--- START OF DATA SUPPLIED ---

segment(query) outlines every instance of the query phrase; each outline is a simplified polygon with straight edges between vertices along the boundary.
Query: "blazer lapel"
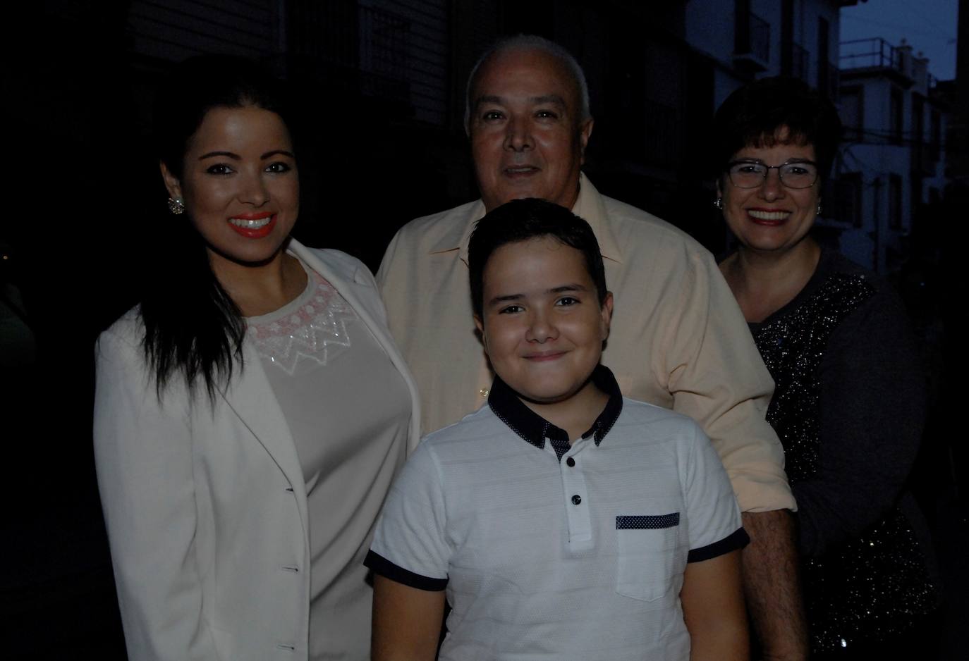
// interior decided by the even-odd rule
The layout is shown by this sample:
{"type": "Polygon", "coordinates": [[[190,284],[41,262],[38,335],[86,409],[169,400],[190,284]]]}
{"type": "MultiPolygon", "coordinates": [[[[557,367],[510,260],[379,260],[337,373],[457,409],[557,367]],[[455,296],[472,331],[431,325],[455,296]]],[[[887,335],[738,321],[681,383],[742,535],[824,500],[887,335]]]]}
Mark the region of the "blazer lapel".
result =
{"type": "MultiPolygon", "coordinates": [[[[290,481],[294,493],[305,499],[305,488],[296,441],[251,343],[242,343],[242,374],[233,379],[223,397],[235,415],[263,444],[290,481]]],[[[305,502],[303,502],[303,506],[305,502]]]]}

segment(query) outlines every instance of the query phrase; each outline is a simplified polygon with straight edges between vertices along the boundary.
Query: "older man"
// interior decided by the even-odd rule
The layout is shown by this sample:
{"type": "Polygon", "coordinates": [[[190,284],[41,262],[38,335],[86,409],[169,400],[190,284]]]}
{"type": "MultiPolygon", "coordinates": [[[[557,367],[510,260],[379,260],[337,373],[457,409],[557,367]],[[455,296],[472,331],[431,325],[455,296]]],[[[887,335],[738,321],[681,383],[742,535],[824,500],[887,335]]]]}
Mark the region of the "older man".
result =
{"type": "Polygon", "coordinates": [[[486,401],[492,375],[475,333],[467,248],[475,222],[543,197],[592,225],[612,289],[603,362],[623,394],[685,413],[712,439],[752,543],[744,580],[766,657],[803,658],[783,451],[765,422],[773,384],[709,253],[643,211],[601,195],[581,173],[592,133],[578,63],[537,37],[498,43],[468,82],[465,118],[480,200],[405,225],[378,284],[391,330],[421,389],[423,429],[486,401]]]}

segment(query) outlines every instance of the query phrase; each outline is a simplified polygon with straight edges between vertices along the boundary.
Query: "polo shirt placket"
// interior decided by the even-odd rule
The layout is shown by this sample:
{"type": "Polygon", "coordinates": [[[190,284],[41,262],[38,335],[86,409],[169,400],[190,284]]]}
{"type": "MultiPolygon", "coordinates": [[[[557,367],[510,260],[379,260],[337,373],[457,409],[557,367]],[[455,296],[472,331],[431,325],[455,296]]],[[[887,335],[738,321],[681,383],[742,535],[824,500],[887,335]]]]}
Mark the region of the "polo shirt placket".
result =
{"type": "Polygon", "coordinates": [[[488,393],[488,406],[495,415],[522,439],[547,450],[558,460],[565,516],[569,524],[568,549],[573,553],[588,551],[595,542],[592,537],[592,516],[585,473],[579,466],[578,455],[598,448],[622,412],[622,393],[612,373],[599,365],[590,378],[601,392],[609,395],[609,402],[592,427],[575,444],[569,442],[569,435],[565,430],[542,418],[522,404],[515,391],[500,377],[495,376],[488,393]]]}

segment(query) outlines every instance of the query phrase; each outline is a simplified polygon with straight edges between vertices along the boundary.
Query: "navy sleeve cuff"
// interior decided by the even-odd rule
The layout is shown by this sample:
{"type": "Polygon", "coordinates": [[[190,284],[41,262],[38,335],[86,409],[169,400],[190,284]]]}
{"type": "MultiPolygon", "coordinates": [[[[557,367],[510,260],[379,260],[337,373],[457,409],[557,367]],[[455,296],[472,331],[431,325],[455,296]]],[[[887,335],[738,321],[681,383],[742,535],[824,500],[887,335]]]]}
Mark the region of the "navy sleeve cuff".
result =
{"type": "Polygon", "coordinates": [[[367,552],[366,557],[363,558],[363,565],[372,569],[374,574],[380,574],[409,587],[417,587],[428,592],[440,592],[448,586],[448,579],[431,579],[426,576],[415,574],[403,567],[398,567],[383,556],[379,556],[372,551],[367,552]]]}
{"type": "Polygon", "coordinates": [[[712,544],[702,546],[699,549],[690,549],[690,553],[686,556],[686,561],[702,562],[703,560],[708,560],[711,557],[729,554],[731,551],[742,549],[749,543],[750,537],[747,536],[747,531],[742,527],[738,527],[719,542],[713,542],[712,544]]]}

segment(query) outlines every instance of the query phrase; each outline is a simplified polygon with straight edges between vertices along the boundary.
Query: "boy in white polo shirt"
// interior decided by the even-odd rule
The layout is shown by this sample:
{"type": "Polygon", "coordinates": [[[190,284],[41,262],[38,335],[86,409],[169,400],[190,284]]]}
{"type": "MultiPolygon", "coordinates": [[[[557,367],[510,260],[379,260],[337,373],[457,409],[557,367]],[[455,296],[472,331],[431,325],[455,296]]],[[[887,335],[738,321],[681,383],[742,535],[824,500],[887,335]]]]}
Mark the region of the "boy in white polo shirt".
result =
{"type": "Polygon", "coordinates": [[[446,598],[440,659],[746,658],[730,482],[696,423],[599,365],[612,298],[589,225],[515,200],[468,260],[496,376],[391,490],[365,561],[372,658],[432,660],[446,598]]]}

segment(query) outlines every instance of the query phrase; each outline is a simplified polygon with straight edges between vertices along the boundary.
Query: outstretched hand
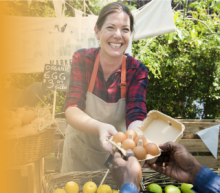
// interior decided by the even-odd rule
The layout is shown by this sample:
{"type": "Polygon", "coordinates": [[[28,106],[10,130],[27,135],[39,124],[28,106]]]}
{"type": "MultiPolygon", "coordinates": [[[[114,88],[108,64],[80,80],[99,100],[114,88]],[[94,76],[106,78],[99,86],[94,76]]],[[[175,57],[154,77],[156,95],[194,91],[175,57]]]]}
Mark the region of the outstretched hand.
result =
{"type": "MultiPolygon", "coordinates": [[[[164,152],[156,163],[150,164],[155,171],[179,182],[193,184],[202,168],[200,163],[180,144],[168,142],[159,146],[164,152]]],[[[147,165],[144,165],[146,167],[147,165]]]]}
{"type": "Polygon", "coordinates": [[[112,149],[112,145],[106,140],[110,139],[116,133],[117,133],[117,130],[115,129],[113,125],[110,125],[110,124],[103,123],[103,125],[101,125],[101,127],[99,128],[99,140],[100,140],[101,146],[104,150],[108,151],[111,154],[114,153],[112,149]]]}
{"type": "Polygon", "coordinates": [[[127,157],[128,160],[125,161],[122,159],[121,154],[116,152],[109,169],[119,189],[124,183],[129,182],[134,184],[139,190],[142,175],[141,166],[137,158],[134,157],[133,151],[128,150],[127,157]]]}

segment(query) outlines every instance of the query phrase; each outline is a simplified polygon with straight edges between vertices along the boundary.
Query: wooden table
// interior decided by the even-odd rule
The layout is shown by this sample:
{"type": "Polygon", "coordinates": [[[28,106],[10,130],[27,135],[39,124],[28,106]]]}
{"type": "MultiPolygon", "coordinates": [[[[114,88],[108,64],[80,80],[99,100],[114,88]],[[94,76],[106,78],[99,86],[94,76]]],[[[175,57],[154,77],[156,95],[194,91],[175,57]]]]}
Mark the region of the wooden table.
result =
{"type": "MultiPolygon", "coordinates": [[[[220,120],[197,120],[197,119],[177,119],[185,125],[184,137],[179,141],[189,152],[193,153],[194,157],[202,164],[209,168],[220,168],[220,149],[218,149],[218,159],[211,155],[209,149],[195,135],[196,132],[220,124],[220,120]]],[[[60,131],[65,135],[66,120],[62,119],[59,123],[60,131]]],[[[60,172],[62,163],[62,152],[64,137],[59,130],[56,131],[54,139],[53,151],[45,157],[45,172],[60,172]]],[[[220,141],[219,141],[220,142],[220,141]]]]}

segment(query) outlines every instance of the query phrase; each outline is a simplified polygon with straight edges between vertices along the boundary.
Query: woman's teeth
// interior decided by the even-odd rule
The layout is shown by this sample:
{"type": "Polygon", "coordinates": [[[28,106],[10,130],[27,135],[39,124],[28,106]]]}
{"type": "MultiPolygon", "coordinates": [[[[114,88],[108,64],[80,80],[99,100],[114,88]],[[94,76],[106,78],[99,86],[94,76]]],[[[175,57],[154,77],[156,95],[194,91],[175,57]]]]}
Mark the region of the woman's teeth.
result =
{"type": "Polygon", "coordinates": [[[116,47],[116,48],[120,47],[121,45],[122,45],[122,44],[113,44],[113,43],[110,43],[110,46],[116,47]]]}

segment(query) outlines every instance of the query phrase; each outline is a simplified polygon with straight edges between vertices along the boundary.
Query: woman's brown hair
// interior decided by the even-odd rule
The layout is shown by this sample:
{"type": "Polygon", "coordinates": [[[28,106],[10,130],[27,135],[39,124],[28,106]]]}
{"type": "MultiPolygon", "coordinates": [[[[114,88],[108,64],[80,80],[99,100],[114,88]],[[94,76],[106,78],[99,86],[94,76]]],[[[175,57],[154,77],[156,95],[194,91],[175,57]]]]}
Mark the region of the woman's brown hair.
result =
{"type": "Polygon", "coordinates": [[[106,6],[104,6],[101,10],[101,12],[99,13],[99,17],[98,20],[96,22],[96,26],[98,28],[98,30],[102,29],[103,24],[105,23],[106,17],[111,14],[111,13],[115,13],[115,12],[121,12],[124,11],[125,13],[128,14],[129,18],[130,18],[130,30],[131,32],[133,31],[134,28],[134,17],[130,11],[130,9],[124,5],[123,3],[119,3],[119,2],[114,2],[114,3],[110,3],[106,6]]]}

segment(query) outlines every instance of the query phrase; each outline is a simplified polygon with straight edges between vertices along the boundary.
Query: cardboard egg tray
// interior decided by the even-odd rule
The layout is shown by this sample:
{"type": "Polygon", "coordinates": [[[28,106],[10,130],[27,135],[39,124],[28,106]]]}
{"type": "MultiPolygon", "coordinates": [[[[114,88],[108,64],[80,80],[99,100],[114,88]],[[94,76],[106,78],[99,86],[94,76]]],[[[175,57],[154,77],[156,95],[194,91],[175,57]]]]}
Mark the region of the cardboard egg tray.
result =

--- END OF DATA SUPPLIED ---

GIVEN TASK: Copy each line from the items above that contains the word "hand", with case counting.

THE REPLY:
Query: outstretched hand
Mark the region of the outstretched hand.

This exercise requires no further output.